- **Recorded data**:
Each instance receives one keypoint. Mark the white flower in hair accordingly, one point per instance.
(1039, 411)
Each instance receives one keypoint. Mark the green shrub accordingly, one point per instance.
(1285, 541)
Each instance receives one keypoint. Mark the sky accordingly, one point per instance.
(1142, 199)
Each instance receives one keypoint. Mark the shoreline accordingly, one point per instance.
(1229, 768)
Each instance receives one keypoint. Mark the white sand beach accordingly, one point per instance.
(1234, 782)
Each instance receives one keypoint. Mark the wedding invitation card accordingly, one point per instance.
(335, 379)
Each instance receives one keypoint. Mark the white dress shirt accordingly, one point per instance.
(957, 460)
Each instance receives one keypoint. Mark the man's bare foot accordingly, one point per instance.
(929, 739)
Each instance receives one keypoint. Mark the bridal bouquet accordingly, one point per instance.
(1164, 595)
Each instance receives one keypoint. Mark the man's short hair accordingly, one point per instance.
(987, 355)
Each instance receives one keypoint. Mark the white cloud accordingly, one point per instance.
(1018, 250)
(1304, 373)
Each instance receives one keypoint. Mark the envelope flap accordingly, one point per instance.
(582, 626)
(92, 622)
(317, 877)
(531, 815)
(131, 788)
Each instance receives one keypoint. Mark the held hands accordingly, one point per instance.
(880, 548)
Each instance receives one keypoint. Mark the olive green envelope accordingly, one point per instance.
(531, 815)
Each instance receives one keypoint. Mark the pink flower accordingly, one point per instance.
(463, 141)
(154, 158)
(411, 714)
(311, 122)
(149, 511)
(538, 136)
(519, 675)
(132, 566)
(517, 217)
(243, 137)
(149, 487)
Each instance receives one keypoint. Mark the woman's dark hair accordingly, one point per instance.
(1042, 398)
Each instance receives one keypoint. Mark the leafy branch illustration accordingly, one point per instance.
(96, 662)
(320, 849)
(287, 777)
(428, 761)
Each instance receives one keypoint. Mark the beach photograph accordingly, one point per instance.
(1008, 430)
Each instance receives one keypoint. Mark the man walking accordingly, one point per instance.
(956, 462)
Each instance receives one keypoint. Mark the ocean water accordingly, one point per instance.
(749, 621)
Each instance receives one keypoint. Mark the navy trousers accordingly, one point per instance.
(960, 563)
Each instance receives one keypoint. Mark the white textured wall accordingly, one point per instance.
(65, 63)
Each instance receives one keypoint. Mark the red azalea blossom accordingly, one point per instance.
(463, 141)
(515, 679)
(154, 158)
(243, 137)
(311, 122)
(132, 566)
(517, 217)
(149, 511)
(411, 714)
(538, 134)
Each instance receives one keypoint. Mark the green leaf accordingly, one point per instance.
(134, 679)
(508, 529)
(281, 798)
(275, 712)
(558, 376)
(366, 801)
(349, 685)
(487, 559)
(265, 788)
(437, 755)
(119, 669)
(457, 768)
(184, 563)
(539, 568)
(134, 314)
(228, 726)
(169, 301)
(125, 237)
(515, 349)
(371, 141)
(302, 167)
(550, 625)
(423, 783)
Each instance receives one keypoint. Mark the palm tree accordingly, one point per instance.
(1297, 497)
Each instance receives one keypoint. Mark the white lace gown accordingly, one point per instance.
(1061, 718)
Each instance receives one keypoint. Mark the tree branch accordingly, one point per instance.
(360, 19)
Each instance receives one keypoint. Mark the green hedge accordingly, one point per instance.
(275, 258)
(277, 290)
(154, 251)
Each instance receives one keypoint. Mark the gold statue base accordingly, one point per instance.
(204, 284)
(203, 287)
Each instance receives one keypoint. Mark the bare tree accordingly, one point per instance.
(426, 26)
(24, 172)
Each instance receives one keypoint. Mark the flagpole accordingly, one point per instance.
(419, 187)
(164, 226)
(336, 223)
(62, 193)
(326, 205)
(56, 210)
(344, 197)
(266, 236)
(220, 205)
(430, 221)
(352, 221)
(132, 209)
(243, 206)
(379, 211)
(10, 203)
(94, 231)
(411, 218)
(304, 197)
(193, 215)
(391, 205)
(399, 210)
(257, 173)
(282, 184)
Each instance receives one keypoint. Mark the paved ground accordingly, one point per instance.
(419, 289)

- **INSTRUCTIONS FOR THE TASK**:
Revise the listing by changing every "keypoint" to "marker" and reproduce all of its lines, with everything else left unchanged.

- **SOLUTION**:
Each instance receives one marker. Mark the white flower in hair accordingly, one point per instance.
(1039, 411)
Each instance receives one marker. Mark the green shrub accordingly, one point per instance.
(1285, 541)
Each instance receives one marker. Mark the sky accordingly, one point per instance.
(1142, 199)
Each instance receives one marker. Mark the shoreline accordingly, one point per instance.
(1229, 768)
Each instance receives one marker. Mark the white sand beach accordingly, one point per instance.
(1234, 782)
Each instance receives one marker. Mark the wedding invitation card accordingly, one point per instance.
(335, 379)
Each instance receives one marker. Mark the white dress shirt accordingly, one point per instance.
(957, 460)
Each instance receives one marker. Mark the man's bare foot accordingly, one point per instance.
(929, 739)
Each instance receives one marker. Mark the bridal bouquet accordingly, one point per instance.
(1164, 595)
Each instance receives one marker. Mark the man's short hair accordingly, one point per instance.
(987, 355)
Each instance receives one marker. Mark the white cloud accordingly, one point per instance.
(1018, 250)
(1304, 373)
Each instance receives one marker. Mark the envelope flap accordingly, one point per instance.
(582, 626)
(92, 622)
(317, 877)
(531, 815)
(131, 788)
Each instance receives one marker. Mark the held hands accordingly, one point per instance.
(880, 548)
Each instance receives one marker. Mark the olive green envelope accordingly, one point per instance.
(531, 815)
Each instance receives one marker. Mark the pink flower accordingly, one point per instance.
(463, 141)
(154, 158)
(411, 714)
(311, 122)
(149, 511)
(538, 136)
(519, 675)
(132, 566)
(517, 217)
(243, 137)
(149, 487)
Each instance receives one marker. Mark the woman's dark hair accordingly, one point per instance.
(1042, 398)
Each instance receives one marker. Mark the leafy branch illustration accordingly, one point per instance.
(96, 662)
(320, 849)
(287, 777)
(428, 761)
Each instance receives one marker. Mark the beach photograph accordingly, one point per instance.
(1008, 430)
Each instance receives one marker. Mark the man walking accordingly, one point per instance.
(956, 462)
Each instance receives one marker. Mark the ocean water accordingly, one point per instance.
(749, 621)
Each instance receives one marker. Mark the navy trousers accordingly, one point per instance.
(960, 563)
Each instance receives one marker. Mark the white textured wall accordingly, one point per instance.
(65, 63)
Each instance receives one marker. Mark the red azalea blossom accordingly, one point per instance.
(463, 141)
(515, 679)
(154, 158)
(243, 137)
(311, 122)
(132, 566)
(517, 217)
(149, 511)
(411, 714)
(538, 134)
Each instance receives one marker. Mark the green leaf accordingly, one point per instance.
(134, 679)
(508, 529)
(281, 798)
(275, 712)
(558, 376)
(366, 801)
(349, 685)
(487, 559)
(265, 788)
(437, 755)
(119, 669)
(457, 768)
(184, 563)
(539, 568)
(134, 314)
(228, 726)
(169, 301)
(125, 237)
(515, 349)
(371, 141)
(302, 167)
(550, 625)
(423, 783)
Each instance receives one marker. Mark the palm tree accordingly, one point per instance.
(1297, 497)
Each instance receives one marker. Mark the white lace gown accordingly, one point per instance.
(1061, 718)
Each instance receives one marker. Mark the tree branch accordingly, one point per instance.
(360, 19)
Each instance receives one marker. Mark the green hedge accordingly, one point per instance.
(275, 258)
(277, 290)
(154, 251)
Each instance receives one marker. Mark the gold statue base accordingly, one point per instance.
(204, 284)
(203, 287)
Each instance receives one marker. Mark the bare tree accordingly, one point per instance.
(426, 26)
(24, 172)
Each instance receives one marker. Mark the flagpole accordingly, one point per instance.
(419, 187)
(164, 226)
(336, 223)
(62, 193)
(326, 205)
(56, 210)
(344, 197)
(266, 236)
(220, 205)
(430, 221)
(352, 221)
(132, 209)
(243, 206)
(379, 211)
(10, 203)
(94, 231)
(411, 218)
(304, 197)
(193, 215)
(391, 205)
(399, 210)
(257, 173)
(282, 184)
Each instance receives one marker. Mark the paved ground accordingly, one point per instance.
(419, 289)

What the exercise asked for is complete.